2017/06/22【パンデミック】次のパンデミック、感染源はコウモリか 2位は霊長類、3位はげっ歯類

【パンデミック】次のパンデミック、感染源はコウモリか 2位は霊長類、3位はげっ歯類

次のパンデミック(感染症の世界的大流行)は、どこからやって来るだろう。研究によると、可能性が高いのはコウモリだ。

新たな感染症との戦いには、何十億ドルもの費用がかかる。パンデミックを引き起こしたエイズ(後天性免疫不全症候群)や、西アフリカで最近流行したエボラ出血熱などがその例だ。そこで、ニューヨーク市に本拠を置く非営利団体「エコヘルス・アライアンス」の研究チームは数年前、将来のパンデミックがどこでどのように発生し得るか特定する試みに着手した。野生動物のほか、ヒトを含む哺乳類に感染することが知られているウイルスのデータベースを分析し、未知のウイルスがどのくらい存在し得るか、そのウイルスを持つのはどの動物か、そして、それがどこにいる可能性が高いかを予測した。

エイズや、エボラ出血熱、重症急性呼吸器症候群(SARS)といった新たな感染症は、動物が発生源となってヒトに広がった。感染症の原因となるウイルスがヒトからヒトへと感染するようになると、大流行が起きる可能性がある。

感染症が専門の生態学者で、エコヘルス・アライアンスの代表を務めるピーター・ダスザク博士は、次のパンデミックの予測がかつてないほど重要になっていると指摘する。新種のウイルスがヒトに感染するスピードは速くなっている。その一因は、人々が世界中を移動するようになったことと、経済発展だ。「私たちは1日で世界を移動し、取り込んだウイルスを運んでいる。そして、ウイルスがパンデミックをひき起こす」と話す。

* [課題] 提供テキストによると、エコヘルス・アライアンスはどこに本拠を置いているか、答えてください。 次のエントリは、提供テキストとは別の出典から取ったものである。

* [提供エントリ]
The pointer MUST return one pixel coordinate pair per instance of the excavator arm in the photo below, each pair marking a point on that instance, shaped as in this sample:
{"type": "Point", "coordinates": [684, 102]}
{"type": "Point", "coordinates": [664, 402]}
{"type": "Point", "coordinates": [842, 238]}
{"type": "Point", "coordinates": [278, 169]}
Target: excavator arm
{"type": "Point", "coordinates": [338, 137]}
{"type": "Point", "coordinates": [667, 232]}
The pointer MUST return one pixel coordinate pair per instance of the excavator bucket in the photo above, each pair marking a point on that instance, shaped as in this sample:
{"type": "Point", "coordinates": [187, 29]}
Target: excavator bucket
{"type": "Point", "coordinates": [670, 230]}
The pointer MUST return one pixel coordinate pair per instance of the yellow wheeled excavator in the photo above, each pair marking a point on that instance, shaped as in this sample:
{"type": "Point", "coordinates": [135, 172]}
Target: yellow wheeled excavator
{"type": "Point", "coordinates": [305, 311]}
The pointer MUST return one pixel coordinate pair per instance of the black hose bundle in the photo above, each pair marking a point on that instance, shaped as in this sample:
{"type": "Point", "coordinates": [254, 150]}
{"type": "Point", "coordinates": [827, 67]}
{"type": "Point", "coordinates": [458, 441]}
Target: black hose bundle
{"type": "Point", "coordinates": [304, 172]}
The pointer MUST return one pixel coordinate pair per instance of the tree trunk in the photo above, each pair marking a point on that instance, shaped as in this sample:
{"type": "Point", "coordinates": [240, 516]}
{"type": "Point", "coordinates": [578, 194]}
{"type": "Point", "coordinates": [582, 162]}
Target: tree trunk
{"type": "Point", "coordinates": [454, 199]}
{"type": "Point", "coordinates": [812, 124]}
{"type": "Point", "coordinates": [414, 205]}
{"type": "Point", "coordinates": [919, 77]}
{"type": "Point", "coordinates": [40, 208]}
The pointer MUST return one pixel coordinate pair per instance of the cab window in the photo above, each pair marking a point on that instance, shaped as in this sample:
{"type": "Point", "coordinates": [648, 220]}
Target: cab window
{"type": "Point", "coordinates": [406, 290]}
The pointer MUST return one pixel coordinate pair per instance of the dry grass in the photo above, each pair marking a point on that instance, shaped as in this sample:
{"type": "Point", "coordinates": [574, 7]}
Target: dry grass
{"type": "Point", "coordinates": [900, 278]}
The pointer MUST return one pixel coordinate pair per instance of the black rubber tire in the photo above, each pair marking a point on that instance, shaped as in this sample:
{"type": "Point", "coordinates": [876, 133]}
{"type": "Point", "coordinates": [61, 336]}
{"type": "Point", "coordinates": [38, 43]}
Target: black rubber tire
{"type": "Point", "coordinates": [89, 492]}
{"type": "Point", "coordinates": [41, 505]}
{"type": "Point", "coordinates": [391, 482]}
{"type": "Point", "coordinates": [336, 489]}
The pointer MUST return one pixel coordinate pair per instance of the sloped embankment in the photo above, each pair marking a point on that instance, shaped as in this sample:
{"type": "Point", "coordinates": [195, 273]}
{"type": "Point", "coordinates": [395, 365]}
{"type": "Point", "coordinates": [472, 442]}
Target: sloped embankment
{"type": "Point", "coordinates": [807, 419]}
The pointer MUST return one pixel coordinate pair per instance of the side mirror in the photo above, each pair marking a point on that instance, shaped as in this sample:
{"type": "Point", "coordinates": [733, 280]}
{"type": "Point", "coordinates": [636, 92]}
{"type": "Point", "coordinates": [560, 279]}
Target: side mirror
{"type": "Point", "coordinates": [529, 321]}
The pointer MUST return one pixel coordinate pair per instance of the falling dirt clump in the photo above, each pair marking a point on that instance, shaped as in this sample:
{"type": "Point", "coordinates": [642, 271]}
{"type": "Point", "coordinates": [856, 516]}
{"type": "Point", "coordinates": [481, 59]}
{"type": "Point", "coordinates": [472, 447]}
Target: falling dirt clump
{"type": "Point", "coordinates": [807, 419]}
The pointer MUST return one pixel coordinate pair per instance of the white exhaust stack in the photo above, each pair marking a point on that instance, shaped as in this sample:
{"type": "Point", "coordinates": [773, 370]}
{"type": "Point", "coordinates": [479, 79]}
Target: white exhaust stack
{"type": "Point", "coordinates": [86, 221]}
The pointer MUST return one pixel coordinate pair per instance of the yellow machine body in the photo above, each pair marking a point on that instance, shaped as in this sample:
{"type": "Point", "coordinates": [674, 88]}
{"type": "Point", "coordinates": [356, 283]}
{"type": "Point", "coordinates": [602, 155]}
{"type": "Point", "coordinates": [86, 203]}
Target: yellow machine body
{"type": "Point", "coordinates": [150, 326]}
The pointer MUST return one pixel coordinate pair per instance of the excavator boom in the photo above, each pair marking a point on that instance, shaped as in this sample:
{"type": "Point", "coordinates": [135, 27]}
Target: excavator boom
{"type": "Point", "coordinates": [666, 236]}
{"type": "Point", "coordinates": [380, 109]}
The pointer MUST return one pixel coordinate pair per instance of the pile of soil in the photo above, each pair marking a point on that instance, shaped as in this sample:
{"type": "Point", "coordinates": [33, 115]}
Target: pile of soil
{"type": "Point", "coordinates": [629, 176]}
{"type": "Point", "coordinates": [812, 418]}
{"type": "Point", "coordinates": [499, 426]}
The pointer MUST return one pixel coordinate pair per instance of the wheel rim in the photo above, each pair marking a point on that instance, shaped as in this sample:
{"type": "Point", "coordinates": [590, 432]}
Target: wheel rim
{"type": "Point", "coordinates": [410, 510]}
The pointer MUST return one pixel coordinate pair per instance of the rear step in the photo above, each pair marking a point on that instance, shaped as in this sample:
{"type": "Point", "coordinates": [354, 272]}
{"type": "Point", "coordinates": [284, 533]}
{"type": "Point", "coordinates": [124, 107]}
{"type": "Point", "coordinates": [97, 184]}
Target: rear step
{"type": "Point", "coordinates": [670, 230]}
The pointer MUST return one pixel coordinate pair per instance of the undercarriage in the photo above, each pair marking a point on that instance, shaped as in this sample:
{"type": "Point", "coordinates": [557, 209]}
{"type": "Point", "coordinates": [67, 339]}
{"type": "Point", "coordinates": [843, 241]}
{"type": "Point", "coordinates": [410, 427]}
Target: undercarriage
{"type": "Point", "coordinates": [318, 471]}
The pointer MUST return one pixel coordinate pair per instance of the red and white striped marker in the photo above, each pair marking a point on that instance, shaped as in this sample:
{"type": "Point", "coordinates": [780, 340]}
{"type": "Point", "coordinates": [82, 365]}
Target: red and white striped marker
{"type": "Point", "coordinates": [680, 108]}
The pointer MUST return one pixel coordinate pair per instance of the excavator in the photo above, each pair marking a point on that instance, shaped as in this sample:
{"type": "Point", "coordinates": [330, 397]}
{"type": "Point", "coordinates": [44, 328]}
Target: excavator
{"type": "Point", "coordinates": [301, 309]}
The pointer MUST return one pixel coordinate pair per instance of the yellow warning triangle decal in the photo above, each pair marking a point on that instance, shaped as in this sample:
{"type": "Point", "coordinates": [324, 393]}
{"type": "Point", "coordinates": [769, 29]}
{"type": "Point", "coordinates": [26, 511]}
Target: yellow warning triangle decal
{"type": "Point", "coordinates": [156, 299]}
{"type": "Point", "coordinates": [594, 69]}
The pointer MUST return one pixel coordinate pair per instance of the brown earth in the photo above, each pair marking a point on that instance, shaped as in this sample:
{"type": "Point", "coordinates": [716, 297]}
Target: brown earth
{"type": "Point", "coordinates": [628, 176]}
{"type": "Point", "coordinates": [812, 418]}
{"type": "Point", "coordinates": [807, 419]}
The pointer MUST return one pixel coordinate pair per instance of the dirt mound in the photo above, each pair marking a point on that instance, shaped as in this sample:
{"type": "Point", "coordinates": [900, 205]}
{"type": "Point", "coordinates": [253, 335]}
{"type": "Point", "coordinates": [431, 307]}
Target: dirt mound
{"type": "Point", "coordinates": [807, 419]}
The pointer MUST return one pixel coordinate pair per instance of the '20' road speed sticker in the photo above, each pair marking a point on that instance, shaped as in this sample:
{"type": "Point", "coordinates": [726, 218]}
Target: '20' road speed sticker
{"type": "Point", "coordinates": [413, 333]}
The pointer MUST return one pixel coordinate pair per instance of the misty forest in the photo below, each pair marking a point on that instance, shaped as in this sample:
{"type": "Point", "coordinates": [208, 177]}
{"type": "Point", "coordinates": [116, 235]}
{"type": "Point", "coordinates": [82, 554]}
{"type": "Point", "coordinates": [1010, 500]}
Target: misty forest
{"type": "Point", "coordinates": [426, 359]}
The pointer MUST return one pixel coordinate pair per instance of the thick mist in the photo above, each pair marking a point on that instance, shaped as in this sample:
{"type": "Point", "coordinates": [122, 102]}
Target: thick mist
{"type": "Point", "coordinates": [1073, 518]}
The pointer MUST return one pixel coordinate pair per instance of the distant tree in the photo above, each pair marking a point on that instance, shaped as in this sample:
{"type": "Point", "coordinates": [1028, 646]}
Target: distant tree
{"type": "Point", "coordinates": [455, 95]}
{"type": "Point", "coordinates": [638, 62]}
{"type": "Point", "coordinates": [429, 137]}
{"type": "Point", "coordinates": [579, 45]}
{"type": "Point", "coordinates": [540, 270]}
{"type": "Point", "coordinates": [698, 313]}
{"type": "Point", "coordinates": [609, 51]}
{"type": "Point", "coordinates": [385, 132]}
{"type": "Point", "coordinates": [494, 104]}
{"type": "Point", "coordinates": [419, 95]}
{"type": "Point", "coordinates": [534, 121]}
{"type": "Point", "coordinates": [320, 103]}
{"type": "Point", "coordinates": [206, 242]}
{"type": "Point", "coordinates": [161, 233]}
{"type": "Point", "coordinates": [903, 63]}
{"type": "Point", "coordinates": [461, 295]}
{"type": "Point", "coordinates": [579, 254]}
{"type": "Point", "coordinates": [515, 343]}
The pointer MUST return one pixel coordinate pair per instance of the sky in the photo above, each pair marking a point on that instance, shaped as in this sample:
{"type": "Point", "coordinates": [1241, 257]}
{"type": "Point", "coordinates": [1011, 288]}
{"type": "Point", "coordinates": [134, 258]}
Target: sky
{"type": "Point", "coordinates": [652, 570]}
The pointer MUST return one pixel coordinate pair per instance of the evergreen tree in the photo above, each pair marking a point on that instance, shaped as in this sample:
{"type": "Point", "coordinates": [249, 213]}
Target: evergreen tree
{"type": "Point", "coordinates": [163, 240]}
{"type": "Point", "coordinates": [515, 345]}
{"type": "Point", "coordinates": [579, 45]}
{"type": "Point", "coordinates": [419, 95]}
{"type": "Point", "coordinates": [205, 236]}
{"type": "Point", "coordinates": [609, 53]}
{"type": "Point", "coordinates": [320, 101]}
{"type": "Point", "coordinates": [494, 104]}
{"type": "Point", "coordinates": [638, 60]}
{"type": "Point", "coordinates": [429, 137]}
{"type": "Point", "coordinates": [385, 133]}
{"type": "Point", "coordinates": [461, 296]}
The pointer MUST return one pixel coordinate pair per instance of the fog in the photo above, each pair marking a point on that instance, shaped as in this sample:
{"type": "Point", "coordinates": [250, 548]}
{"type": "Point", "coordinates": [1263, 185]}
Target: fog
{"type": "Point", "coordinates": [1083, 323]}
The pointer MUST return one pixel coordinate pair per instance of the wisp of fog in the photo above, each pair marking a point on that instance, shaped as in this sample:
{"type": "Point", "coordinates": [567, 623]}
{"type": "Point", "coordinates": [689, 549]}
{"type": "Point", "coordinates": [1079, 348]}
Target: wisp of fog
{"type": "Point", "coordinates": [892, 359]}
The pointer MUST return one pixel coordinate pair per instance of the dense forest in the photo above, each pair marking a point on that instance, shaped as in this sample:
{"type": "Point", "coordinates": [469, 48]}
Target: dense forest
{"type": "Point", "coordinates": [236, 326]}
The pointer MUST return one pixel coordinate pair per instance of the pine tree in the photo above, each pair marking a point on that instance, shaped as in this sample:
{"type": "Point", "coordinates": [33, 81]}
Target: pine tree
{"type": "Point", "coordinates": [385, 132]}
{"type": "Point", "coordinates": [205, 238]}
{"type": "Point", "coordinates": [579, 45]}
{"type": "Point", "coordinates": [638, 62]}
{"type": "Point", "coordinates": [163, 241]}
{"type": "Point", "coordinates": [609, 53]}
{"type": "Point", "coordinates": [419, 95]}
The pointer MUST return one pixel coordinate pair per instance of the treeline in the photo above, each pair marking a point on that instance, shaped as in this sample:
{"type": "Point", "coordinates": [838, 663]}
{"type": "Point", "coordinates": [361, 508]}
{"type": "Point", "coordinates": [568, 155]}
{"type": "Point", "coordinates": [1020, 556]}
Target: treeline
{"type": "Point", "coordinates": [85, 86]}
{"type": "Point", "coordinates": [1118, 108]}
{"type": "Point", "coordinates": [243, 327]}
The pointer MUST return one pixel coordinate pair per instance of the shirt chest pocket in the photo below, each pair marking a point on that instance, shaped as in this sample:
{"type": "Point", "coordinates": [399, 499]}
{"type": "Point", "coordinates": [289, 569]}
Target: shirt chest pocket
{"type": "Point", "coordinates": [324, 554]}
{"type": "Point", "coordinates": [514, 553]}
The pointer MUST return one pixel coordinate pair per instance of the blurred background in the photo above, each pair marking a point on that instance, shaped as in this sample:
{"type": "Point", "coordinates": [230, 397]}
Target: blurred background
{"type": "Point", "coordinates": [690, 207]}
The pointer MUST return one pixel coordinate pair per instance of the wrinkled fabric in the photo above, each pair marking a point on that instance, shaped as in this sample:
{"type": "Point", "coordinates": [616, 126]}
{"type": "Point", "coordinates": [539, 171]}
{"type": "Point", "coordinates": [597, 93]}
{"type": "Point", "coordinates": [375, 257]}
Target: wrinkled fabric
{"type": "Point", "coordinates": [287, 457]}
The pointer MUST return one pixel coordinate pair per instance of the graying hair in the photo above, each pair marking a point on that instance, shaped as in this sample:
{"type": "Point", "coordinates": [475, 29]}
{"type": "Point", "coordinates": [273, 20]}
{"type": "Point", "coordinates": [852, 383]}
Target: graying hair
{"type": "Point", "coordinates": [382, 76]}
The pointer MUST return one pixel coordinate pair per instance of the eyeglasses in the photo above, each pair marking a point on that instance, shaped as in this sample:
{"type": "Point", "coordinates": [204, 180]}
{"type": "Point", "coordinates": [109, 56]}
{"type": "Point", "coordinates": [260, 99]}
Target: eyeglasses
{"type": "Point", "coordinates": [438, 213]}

* [解答] ニューヨーク市に本拠を置いている。